**Problem Statement:** Given an array of N integers, your task is to find unique triplets that add up to give a sum of zero. In short, you need to return *an array of all the unique* triplets [arr[a], arr[b], arr[c]] such that i!=j, j!=k, k!=i, and their sum is equal to zero.

**Pre-requisite: **2 Sum Problem

##
**
Examples
**

Example 1:Input:nums = [-1,0,1,2,-1,-4]Output:[[-1,-1,2],[-1,0,1]]Explanation:Out of all possible unique triplets possible, [-1,-1,2] and [-1,0,1] satisfy the condition of summing up to zero with i!=j!=kExample 2:Input:nums=[-1,0,1,0]Output:Output: [[-1,0,1],[-1,1,0]]Explanation:Out of all possible unique triplets possible, [-1,0,1] and [-1,1,0] satisfy the condition of summing up to zero with i!=j!=k

**Practice:**

** Disclaimer**:

*Don’t jump directly to the solution, try it out yourself first.*

## Brute Force Approach

## Algorithm / Intuition

In the question, it is clearly stated that for each case the picked indices i.e. i, j, and k must be distinct. This means [arr[1], arr[1], arr[2]] is not a valid triplet and also remember [arr[1], arr[0], arr[2]] and [arr[0], arr[1], arr[2]] will be considered the same.

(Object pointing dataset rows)
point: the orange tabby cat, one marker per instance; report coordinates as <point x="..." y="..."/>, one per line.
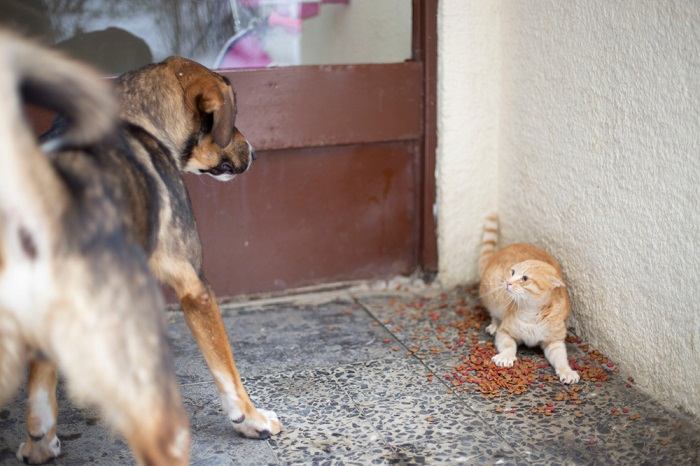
<point x="523" y="290"/>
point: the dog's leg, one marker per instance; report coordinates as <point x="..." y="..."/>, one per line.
<point x="203" y="317"/>
<point x="42" y="444"/>
<point x="117" y="360"/>
<point x="12" y="357"/>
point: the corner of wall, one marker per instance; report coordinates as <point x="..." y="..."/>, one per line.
<point x="469" y="81"/>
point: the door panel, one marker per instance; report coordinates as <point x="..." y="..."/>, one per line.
<point x="308" y="216"/>
<point x="319" y="106"/>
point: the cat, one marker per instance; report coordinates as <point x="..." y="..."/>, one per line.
<point x="523" y="290"/>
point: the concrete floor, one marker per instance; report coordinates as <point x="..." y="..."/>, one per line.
<point x="359" y="377"/>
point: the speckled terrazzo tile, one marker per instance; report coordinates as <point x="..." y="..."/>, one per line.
<point x="421" y="420"/>
<point x="285" y="337"/>
<point x="588" y="433"/>
<point x="321" y="423"/>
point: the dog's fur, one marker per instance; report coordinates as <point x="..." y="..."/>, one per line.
<point x="75" y="289"/>
<point x="175" y="116"/>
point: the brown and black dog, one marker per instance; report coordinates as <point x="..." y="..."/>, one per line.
<point x="75" y="288"/>
<point x="175" y="116"/>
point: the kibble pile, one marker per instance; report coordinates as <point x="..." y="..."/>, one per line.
<point x="453" y="325"/>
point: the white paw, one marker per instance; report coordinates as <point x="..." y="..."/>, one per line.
<point x="261" y="425"/>
<point x="569" y="376"/>
<point x="503" y="360"/>
<point x="39" y="451"/>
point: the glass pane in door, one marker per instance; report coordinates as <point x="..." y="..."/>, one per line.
<point x="120" y="35"/>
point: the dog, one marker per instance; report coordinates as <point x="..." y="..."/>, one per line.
<point x="76" y="291"/>
<point x="175" y="116"/>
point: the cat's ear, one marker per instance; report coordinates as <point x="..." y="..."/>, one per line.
<point x="556" y="283"/>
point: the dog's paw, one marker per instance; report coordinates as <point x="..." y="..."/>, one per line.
<point x="261" y="425"/>
<point x="39" y="451"/>
<point x="491" y="328"/>
<point x="503" y="360"/>
<point x="569" y="376"/>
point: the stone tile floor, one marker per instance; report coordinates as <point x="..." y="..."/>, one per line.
<point x="359" y="377"/>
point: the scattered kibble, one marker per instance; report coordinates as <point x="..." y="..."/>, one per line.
<point x="445" y="325"/>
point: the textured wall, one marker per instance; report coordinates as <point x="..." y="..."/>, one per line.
<point x="468" y="121"/>
<point x="599" y="162"/>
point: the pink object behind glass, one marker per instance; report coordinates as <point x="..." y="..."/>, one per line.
<point x="245" y="52"/>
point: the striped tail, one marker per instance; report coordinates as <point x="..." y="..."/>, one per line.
<point x="489" y="241"/>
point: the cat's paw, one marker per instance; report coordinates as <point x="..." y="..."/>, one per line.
<point x="503" y="360"/>
<point x="569" y="376"/>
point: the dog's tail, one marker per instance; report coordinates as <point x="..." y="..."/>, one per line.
<point x="489" y="241"/>
<point x="50" y="80"/>
<point x="33" y="74"/>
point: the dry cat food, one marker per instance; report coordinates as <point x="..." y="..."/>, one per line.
<point x="454" y="326"/>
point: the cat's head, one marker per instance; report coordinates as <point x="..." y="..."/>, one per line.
<point x="532" y="281"/>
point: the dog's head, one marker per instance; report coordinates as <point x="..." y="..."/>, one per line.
<point x="215" y="146"/>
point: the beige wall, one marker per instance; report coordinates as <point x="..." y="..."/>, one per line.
<point x="598" y="153"/>
<point x="469" y="71"/>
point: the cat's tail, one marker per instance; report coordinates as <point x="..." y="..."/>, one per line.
<point x="488" y="242"/>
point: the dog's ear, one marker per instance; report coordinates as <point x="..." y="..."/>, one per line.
<point x="224" y="118"/>
<point x="206" y="92"/>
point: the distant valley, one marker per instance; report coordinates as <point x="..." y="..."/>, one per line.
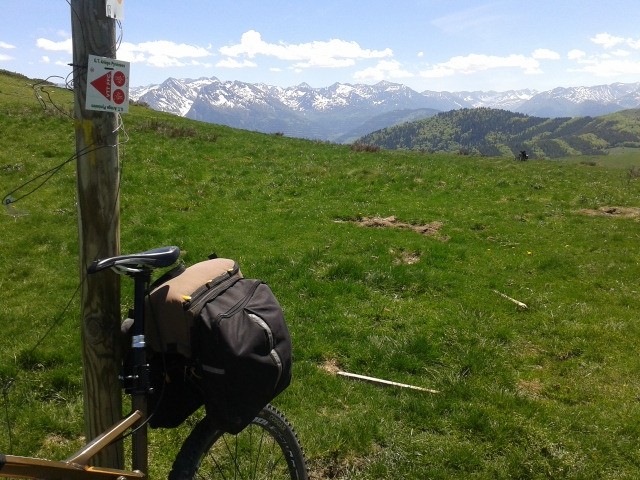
<point x="343" y="113"/>
<point x="500" y="133"/>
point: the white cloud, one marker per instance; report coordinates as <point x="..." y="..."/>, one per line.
<point x="51" y="46"/>
<point x="385" y="69"/>
<point x="476" y="63"/>
<point x="545" y="54"/>
<point x="325" y="54"/>
<point x="606" y="40"/>
<point x="161" y="53"/>
<point x="576" y="54"/>
<point x="233" y="63"/>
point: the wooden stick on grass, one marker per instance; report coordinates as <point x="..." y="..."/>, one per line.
<point x="521" y="305"/>
<point x="379" y="381"/>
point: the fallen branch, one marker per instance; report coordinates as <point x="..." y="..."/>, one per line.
<point x="379" y="381"/>
<point x="521" y="305"/>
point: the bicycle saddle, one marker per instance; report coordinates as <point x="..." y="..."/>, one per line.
<point x="155" y="258"/>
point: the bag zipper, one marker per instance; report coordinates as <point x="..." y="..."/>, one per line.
<point x="211" y="290"/>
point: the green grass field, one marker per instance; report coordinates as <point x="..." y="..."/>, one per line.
<point x="550" y="391"/>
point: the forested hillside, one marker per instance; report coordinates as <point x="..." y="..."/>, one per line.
<point x="491" y="132"/>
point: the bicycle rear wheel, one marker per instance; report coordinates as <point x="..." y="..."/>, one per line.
<point x="267" y="449"/>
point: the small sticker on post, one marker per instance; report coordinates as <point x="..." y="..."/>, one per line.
<point x="115" y="9"/>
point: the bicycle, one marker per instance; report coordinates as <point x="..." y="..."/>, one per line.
<point x="267" y="449"/>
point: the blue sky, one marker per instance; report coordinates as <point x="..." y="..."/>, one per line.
<point x="442" y="45"/>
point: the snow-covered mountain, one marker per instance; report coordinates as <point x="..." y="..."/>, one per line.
<point x="341" y="111"/>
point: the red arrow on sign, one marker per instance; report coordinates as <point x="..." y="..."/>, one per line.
<point x="103" y="85"/>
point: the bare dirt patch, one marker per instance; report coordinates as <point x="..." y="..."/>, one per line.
<point x="430" y="229"/>
<point x="613" y="212"/>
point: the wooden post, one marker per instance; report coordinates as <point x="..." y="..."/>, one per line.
<point x="99" y="229"/>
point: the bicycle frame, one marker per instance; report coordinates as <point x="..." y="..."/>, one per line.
<point x="75" y="467"/>
<point x="137" y="266"/>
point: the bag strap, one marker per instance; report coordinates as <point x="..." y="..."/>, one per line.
<point x="173" y="273"/>
<point x="211" y="290"/>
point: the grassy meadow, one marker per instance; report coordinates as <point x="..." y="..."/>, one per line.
<point x="550" y="391"/>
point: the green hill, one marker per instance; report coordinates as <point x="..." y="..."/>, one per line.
<point x="491" y="132"/>
<point x="391" y="264"/>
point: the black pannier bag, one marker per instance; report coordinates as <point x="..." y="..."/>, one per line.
<point x="243" y="348"/>
<point x="215" y="338"/>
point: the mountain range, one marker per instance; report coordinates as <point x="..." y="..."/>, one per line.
<point x="343" y="112"/>
<point x="492" y="132"/>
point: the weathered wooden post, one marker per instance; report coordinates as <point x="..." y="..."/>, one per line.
<point x="99" y="228"/>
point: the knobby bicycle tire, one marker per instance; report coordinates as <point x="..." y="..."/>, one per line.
<point x="267" y="449"/>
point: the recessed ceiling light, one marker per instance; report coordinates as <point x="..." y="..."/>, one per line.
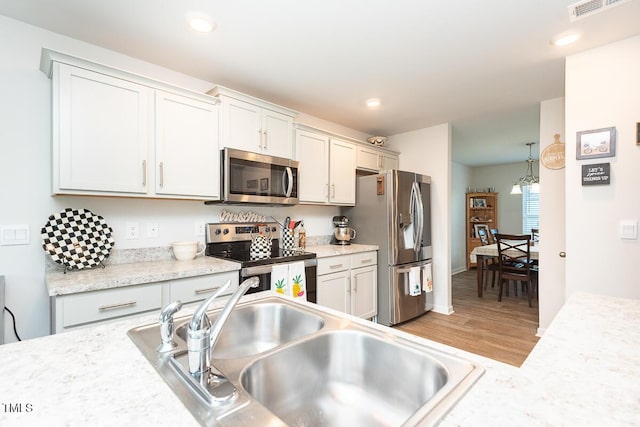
<point x="566" y="39"/>
<point x="373" y="102"/>
<point x="202" y="25"/>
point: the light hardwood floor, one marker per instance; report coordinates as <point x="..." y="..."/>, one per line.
<point x="503" y="331"/>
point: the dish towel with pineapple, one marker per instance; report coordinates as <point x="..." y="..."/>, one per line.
<point x="289" y="279"/>
<point x="414" y="281"/>
<point x="297" y="280"/>
<point x="280" y="278"/>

● EXERCISE GOAL
Copy the zero-sum triplets page word for word, starting with "In the question, it" and going on through "considered the same.". You won't need the listing for any of this.

● ANSWER IN FULL
In the question, it is clearly stated that for each case the picked indices i.e. i, j, and k must be distinct. This means [arr[1], arr[1], arr[2]] is not a valid triplet and also remember [arr[1], arr[0], arr[2]] and [arr[0], arr[1], arr[2]] will be considered the same.